Requirement:
One part of the entries below is wanted: the lines from the one containing "Target: stone wall" through the one containing "Target: rough plaster patch". Write those out exactly and nothing else.

Task material:
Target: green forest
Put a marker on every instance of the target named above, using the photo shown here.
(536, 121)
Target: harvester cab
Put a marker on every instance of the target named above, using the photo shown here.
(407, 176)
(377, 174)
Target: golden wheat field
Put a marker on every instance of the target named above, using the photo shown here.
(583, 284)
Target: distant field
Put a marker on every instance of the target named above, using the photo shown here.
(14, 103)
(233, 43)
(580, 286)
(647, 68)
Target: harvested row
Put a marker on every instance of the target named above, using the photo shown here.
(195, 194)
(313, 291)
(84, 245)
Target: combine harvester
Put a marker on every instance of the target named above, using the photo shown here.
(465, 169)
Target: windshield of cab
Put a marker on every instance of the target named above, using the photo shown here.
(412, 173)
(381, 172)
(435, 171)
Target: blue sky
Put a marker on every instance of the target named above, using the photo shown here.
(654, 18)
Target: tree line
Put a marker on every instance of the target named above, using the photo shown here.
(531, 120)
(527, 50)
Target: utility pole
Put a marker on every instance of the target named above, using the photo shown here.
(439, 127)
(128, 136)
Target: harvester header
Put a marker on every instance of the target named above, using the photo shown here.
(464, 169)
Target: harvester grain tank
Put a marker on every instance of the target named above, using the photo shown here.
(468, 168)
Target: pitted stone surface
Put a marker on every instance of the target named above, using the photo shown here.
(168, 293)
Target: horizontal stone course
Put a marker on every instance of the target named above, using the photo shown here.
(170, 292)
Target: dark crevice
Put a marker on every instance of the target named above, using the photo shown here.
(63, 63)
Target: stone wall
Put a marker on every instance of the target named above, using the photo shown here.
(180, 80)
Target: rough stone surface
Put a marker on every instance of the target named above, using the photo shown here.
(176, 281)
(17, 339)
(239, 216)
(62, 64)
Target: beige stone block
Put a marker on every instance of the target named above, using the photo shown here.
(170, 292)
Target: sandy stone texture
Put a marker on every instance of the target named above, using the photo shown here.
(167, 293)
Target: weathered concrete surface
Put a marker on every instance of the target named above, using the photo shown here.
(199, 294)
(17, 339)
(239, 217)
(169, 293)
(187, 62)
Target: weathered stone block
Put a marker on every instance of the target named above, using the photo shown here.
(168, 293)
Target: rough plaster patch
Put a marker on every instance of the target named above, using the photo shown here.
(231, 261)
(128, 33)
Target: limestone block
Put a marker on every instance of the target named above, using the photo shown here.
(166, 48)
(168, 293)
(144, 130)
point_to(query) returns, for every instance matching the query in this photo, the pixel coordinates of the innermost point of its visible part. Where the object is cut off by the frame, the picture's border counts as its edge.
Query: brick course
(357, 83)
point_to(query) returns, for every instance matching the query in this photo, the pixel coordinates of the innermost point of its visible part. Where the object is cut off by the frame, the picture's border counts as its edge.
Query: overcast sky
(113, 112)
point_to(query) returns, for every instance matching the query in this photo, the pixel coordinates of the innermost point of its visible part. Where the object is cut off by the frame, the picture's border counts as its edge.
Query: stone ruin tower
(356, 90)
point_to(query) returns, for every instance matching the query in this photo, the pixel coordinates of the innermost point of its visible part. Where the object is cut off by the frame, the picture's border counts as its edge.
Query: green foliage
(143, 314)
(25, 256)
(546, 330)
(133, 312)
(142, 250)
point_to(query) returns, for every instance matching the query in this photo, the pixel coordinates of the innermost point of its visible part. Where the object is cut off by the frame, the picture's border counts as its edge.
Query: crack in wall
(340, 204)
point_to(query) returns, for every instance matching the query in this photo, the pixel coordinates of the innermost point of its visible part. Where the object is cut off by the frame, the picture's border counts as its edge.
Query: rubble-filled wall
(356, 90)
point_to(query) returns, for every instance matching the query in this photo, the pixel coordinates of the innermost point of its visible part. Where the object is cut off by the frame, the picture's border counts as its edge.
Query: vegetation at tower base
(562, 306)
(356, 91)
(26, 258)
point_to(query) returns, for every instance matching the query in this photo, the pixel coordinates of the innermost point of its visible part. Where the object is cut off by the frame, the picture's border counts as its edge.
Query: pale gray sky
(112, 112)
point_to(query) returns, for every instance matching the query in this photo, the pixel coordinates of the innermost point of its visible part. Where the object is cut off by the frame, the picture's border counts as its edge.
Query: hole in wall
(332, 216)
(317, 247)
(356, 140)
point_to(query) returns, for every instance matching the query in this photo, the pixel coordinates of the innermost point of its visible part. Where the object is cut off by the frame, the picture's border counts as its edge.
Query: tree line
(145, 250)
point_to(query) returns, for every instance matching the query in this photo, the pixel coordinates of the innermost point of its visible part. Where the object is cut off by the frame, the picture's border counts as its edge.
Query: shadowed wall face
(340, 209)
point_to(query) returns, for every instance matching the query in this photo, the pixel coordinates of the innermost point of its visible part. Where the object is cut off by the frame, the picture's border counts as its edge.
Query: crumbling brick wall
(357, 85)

Solution for this problem:
Target: stone wall
Put a marker on every instance of the target named above, using the photo shown here.
(180, 80)
Target: rough stone surface
Put a marker on every instance of the target named above, using the photo shown here.
(176, 281)
(17, 339)
(239, 216)
(62, 64)
Target: beige stone block
Put a marker on every instance of the target named above, using the photo shown here.
(170, 292)
Target: sandy stone texture
Put a marker on every instance of the target named above, using the photo shown here.
(167, 293)
Target: weathered concrete surface
Put a marker on every instance of the target named above, using the photo shown here.
(199, 294)
(17, 339)
(239, 217)
(169, 293)
(187, 62)
Target: weathered stone block
Put a marker on every instance of the target named above, using the photo shown here.
(168, 293)
Target: rough plaster patch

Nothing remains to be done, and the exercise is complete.